▶ [Written problem]: Rewrite the part of the listing that runs from its start through the line containing "xmin=142 ymin=52 xmax=157 ymax=69", replacing "Find" with "Locate" and leaving everything else unchanged. Omit the pictures.

▶ [Dataset records]:

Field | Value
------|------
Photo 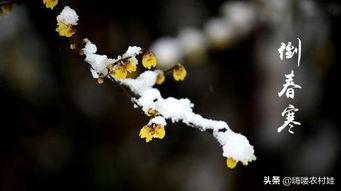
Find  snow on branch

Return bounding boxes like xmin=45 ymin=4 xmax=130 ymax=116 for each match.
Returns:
xmin=83 ymin=39 xmax=256 ymax=168
xmin=38 ymin=0 xmax=256 ymax=168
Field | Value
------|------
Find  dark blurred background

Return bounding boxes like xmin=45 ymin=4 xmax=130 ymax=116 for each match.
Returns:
xmin=0 ymin=0 xmax=341 ymax=191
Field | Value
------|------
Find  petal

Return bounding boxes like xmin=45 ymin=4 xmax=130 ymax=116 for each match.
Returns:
xmin=226 ymin=157 xmax=238 ymax=169
xmin=139 ymin=125 xmax=153 ymax=143
xmin=154 ymin=125 xmax=166 ymax=139
xmin=173 ymin=64 xmax=187 ymax=81
xmin=142 ymin=52 xmax=157 ymax=69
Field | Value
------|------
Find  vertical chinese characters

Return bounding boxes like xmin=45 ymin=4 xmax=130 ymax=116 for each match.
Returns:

▶ [Answer]:
Field | Value
------|------
Photo 
Locate  snow on branch

Return bounding boxes like xmin=45 ymin=4 xmax=130 ymax=116 for each match.
Returns:
xmin=83 ymin=39 xmax=256 ymax=168
xmin=38 ymin=0 xmax=256 ymax=168
Field | Value
------|------
Locate  dark blurred background

Return bounding boxes like xmin=45 ymin=4 xmax=130 ymax=116 for each match.
Returns:
xmin=0 ymin=0 xmax=341 ymax=191
Field | Value
------|------
Locate  petal

Return bounding boxes like xmin=45 ymin=4 xmax=130 ymax=116 for each match.
Returns:
xmin=226 ymin=157 xmax=238 ymax=169
xmin=139 ymin=125 xmax=153 ymax=143
xmin=154 ymin=125 xmax=166 ymax=139
xmin=173 ymin=64 xmax=187 ymax=81
xmin=142 ymin=52 xmax=157 ymax=69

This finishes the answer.